What to work on:
Retype the whole of the data exactly.

== Segment start ==

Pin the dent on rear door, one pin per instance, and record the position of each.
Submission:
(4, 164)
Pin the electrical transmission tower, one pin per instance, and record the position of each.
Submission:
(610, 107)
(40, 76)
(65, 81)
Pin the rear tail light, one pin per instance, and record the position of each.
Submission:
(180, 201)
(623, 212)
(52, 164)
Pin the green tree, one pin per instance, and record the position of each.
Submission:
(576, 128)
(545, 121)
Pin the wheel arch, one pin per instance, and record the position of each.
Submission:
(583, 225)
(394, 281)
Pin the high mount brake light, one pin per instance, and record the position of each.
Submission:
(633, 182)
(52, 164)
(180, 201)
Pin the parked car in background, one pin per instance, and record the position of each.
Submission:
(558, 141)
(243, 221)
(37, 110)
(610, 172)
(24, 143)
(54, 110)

== Segment end ==

Solution for this problem:
Pin the dent on rear door, one pin per instance, and record the position of each.
Submission:
(4, 164)
Pin the electrical transmission tower, one pin per instance, and record the position of each.
Submission:
(610, 107)
(40, 76)
(65, 81)
Pin the rear tail light, one pin per instance, and record the position of each.
Submission:
(180, 201)
(623, 212)
(52, 164)
Pin the green tree, one pin per instance, and record the position of each.
Submission:
(576, 128)
(545, 121)
Pin the wheel arch, one pin per instance, and record the position of each.
Submission:
(583, 225)
(394, 281)
Pin the high mount brake light, one pin per instance, and record the position of each.
Submission:
(633, 182)
(52, 164)
(180, 201)
Pin the parked car in background, one pin per instance, and record the position of each.
Submission:
(558, 141)
(243, 221)
(37, 110)
(610, 172)
(24, 143)
(54, 110)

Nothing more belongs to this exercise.